> [WRITTEN PROBLEM 1]: In the Babylon 5 thread, copy out word for word the part starting with "## wingsandsword (Jun" and going on through "in question leaving).".
> [WRITTEN PROBLEM 2]: Shorten the paragraph of the Babylon 5 thread that begins "As for makeup..." and keep its main facts.

** Start EXTRACT **

Also, it was a happy coincidence that both the actors of characters who saw Kosh without his suit (Dr. Kyle and Lyta) left the show before season 1, which in turn meant that both the characters had been recalled to Earth.

As for makeup... in at least one case, Delenn's, that was due to a change in plans. Originally, JMS had planned to make Delenn a male Minbari (and alter her voice in post-production), which is why she has male-looking makeup. This would have made the Chrysalis change even more impressive. However, it turned out that changing the voice didn't work out very well, so they scrapped that idea, and made her more female-looking for the series.


----------



## wingsandsword (Jun 6, 2005)

Staffan said:
			
		

> 3. Someone in the station staff being a traitor (though this was changed a bit on account of the actress in question leaving).



You probably know this, but to make it clear to people who might not know: (and since this all happens well before the season 4 spoiler limit on this thread)

Lieutenant Commander Takashima was the traitor.  She arranged for the breach of security that let the assassin get to Kosh, and she was originally the person who was supposed to shoot Garibaldi in the back at the end of Season 1 to protect Clark's assassination of President Santiago.

Takashima was replaced by Ivanova, but that part of the character arc didn't follow over.  JMS put out a few red herrings along the way, wanting to make online fans who knew that Takashima was a traitor and Ivanova was her replacement think that she would betray B5 at some point, but didn't to keep fans on their toes.

** End EXTRACT **
** Start MATERIAL SUPPLIED **

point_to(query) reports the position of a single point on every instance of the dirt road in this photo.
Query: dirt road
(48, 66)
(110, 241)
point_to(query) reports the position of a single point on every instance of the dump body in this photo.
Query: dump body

** End MATERIAL SUPPLIED **

> [TASK RESULT 1]:
## wingsandsword (Jun 6, 2005)

Staffan said:
			
		

> 3. Someone in the station staff being a traitor (though this was changed a bit on account of the actress in question leaving).

> [TASK RESULT 2]: Delenn's male-looking makeup came from a change in plans. JMS first meant her to be a male Minbari, with her voice altered in post-production, which would have made the Chrysalis change even more impressive. Changing the voice didn't work well, so the idea was scrapped and she was made more female-looking for the series.